■ SUPPLIED PASSAGE ■
####
The question of whether the NBN should be abandoned and left to the private sector was posed today by my colleague Rob Burgess (Time to scrap the NBN?, December 18), who bemoans the loss of the "unique benefits" of Labor’s NBN.

One could argue about the value of the ubiquity and speeds of that version of the NBN (it’s "unique benefits") relative to Malcolm Turnbull’s, which will use a mix of technologies including copper and the existing HFC networks. For most users, the download speeds of at least 50 Mbps by 2019 targeted by his plan would be more than fast enough, but benefits always have to be assessed against their cost – unless you’re Kevin Rudd or Stephen Conroy.

The brutal reality of Labor’s NBN is that three years into the rollout, it is two years behind schedule and grossly over budget.

The strategic review commissioned by Turnbull released last week showed that, with a bit of luck and better management, the fibre-to-the-premises version of the NBN would be finished three years later than planned. And, at $73 billion, it would have cost nearly $30 billion more than envisaged in NBN Co’s corporate plan.

While it might be nice to dream about starting again from scratch – or walking away from the concept of a publicly-owned wholesale broadband network – the problem with both those 'options' is that it is too late to contemplate either.

Turnbull’s parliamentary secretary (and former senior Optus executive) Paul Fletcher identified the core of the issue in an article in The Australian today when explaining why the new version of the NBN would cost $41 billion rather than the $29.5 billion outlined in the Coalition’s election policy.

More than $6 billion of taxpayer funds has already been spent by NBN Co, even though the NBN has been rolled out past only a fraction of the premises that its corporate plans envisaged. It has entered unavoidable contractual arrangements for billions more.

Moreover, a significant proportion of its costs – which have also been blowing out, like the near doubling of the cost of its IT platforms  – are now baked in. Meanwhile, the slow progress of the roll-out means its revenues are far lower than its corporate plan envisaged. The review estimated that revenues would be $13 billion to $14 billion lower than had been forecast out to 2021.

As Fletcher says, the review found that about $15 billion will either have been spent by the end of this financial year or is irretrievably committed. It is the locked-in spending and costs – there’s about $17 billion tied up in the contracts with Telstra and Optus --that have inflated both the capital and operating costs of the starting point for Turnbull’s NBN.

At yesterday’s Senate committee hearing, NBN Co’s new chairman Ziggy Switkowski described the NBN Co culture as one in which its leaders appeared to believe that because there were numbers and assumptions in the corporate plan, they would somehow be delivered. This was in spite of evidence to the contrary being delivered out in the field.

Switkowski declined to guarantee any base level of speeds for the revised rollout plan, saying that after the past four years guarantees had “lost currency”.
####
■ LIST OF TASKS ■
1. Reproduce the stretch of the NBN passage from "Turnbull’s parliamentary secretary" through "for billions more." word for word.
2. In the NBN passage, how much money does the strategic review say the fibre-to-the-premises version would have cost?
Answer from the NBN passage alone.

■ PROVIDED INFORMATION ■
####
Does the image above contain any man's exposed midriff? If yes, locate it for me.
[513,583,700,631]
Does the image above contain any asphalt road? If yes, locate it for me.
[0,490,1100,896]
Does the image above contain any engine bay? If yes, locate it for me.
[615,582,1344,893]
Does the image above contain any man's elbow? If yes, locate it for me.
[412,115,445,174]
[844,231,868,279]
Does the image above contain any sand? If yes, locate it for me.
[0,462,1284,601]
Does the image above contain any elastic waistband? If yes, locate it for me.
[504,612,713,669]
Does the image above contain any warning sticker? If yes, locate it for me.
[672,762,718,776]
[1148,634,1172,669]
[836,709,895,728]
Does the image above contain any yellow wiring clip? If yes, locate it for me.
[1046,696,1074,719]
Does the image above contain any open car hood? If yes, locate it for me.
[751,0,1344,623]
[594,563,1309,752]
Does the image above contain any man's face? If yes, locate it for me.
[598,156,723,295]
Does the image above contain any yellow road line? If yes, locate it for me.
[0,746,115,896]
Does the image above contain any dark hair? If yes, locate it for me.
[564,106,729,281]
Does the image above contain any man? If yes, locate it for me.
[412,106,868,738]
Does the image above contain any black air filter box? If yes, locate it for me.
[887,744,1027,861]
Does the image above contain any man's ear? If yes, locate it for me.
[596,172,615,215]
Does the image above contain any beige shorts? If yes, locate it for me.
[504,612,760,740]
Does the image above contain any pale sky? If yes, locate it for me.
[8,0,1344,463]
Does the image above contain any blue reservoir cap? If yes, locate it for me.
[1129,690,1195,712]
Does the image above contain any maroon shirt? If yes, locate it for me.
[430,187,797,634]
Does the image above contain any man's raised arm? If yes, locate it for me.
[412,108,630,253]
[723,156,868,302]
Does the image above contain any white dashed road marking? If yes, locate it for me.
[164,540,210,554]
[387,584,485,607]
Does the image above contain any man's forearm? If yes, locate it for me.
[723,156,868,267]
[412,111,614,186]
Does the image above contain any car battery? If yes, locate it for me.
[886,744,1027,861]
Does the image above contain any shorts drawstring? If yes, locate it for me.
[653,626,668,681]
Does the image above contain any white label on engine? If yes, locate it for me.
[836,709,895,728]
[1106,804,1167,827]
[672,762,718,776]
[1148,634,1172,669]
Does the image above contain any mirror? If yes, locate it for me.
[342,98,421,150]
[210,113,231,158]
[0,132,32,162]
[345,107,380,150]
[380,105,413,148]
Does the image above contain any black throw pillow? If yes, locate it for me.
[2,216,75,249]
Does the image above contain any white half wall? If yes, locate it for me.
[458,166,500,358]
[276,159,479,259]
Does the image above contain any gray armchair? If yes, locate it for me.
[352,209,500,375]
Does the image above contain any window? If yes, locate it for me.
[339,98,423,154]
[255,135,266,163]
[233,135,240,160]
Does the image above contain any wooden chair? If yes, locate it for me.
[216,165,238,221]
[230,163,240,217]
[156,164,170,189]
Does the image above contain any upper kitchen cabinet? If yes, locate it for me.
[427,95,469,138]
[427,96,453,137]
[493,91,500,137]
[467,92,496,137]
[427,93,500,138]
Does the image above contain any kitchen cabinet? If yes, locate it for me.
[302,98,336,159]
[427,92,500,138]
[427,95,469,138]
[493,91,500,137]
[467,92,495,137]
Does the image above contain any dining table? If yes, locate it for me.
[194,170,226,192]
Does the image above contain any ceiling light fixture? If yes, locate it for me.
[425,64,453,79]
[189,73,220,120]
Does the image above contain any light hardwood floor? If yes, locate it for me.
####
■ ANSWERS FOR THIS EXERCISE ■
1.
Turnbull’s parliamentary secretary (and former senior Optus executive) Paul Fletcher identified the core of the issue in an article in The Australian today when explaining why the new version of the NBN would cost $41 billion rather than the $29.5 billion outlined in the Coalition’s election policy.

More than $6 billion of taxpayer funds has already been spent by NBN Co, even though the NBN has been rolled out past only a fraction of the premises that its corporate plans envisaged. It has entered unavoidable contractual arrangements for billions more.

2. $73 billion